On 21 October 2024, the European Broadcasting Union (EBU) announced that Eurovision Young Musicians 2026 would take place in Yerevan, the capital city of Armenia. The announcement came after the Public Television Company of Armenia (AMPTV) made a return to the contest in 2024, marking its first participation in the contest in twelve years. This was the first time that Eurovision Young Musicians was hosted in Armenia, as well as the first Eurovision event held in the country since the Junior Eurovision Song Contest 2022.

In March 2026, Radio Television of Serbia (RTS) reported that the contest would take place in the Yerevan Opera Theatre, officially known as the Alexander Spendiaryan National Academic Opera and Ballet Theatre. The contest was held during the year marking the 100th anniversary of the Yerevan Opera Theatre building. Screens were installed outside the venue in order to broadcast the concert live, allowing larger audiences to follow the event from public viewing areas.

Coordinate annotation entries
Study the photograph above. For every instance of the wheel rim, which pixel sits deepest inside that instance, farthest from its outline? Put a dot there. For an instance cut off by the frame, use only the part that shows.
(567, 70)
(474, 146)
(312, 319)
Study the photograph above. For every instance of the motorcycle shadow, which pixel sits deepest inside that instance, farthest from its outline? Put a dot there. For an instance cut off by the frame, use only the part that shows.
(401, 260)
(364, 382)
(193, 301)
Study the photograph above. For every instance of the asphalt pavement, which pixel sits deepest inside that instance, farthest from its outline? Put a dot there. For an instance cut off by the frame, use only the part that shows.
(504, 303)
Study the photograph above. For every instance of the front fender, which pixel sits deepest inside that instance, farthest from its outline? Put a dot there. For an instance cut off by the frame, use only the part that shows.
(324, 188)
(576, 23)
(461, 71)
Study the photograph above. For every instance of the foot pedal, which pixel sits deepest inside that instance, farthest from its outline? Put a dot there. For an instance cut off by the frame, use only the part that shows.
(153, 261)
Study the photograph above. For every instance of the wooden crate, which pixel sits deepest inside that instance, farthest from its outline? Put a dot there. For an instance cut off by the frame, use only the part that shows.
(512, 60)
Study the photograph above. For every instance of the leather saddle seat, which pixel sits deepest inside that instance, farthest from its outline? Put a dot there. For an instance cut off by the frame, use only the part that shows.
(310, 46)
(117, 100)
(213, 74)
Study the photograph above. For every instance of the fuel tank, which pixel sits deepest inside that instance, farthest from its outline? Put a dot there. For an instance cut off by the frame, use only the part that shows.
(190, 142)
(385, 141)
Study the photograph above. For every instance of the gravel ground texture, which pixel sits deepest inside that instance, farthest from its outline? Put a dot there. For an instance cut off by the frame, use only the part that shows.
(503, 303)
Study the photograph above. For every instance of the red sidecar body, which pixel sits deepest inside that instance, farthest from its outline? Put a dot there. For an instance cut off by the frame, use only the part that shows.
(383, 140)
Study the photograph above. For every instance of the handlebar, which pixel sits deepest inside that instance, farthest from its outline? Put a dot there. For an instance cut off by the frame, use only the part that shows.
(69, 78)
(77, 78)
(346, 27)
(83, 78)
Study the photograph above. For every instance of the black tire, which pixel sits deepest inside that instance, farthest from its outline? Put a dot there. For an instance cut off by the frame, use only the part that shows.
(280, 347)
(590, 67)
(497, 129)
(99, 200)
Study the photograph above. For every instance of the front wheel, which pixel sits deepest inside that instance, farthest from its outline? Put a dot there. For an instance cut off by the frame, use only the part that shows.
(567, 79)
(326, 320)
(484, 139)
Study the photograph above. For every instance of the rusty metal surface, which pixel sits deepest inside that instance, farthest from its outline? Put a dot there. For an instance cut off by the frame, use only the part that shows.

- [INSTRUCTION A] In the text about Eurovision Young Musicians 2026, how many years had passed since AMPTV last took part in the contest before its 2024 return?
- [INSTRUCTION B] Quote the text about Eurovision Young Musicians 2026 from "On 21 October" to "Song Contest 2022.".

- [RESPONSE A] Twelve years.

- [RESPONSE B]
On 21 October 2024, the European Broadcasting Union (EBU) announced that Eurovision Young Musicians 2026 would take place in Yerevan, the capital city of Armenia. The announcement came after the Public Television Company of Armenia (AMPTV) made a return to the contest in 2024, marking its first participation in the contest in twelve years. This was the first time that Eurovision Young Musicians was hosted in Armenia, as well as the first Eurovision event held in the country since the Junior Eurovision Song Contest 2022.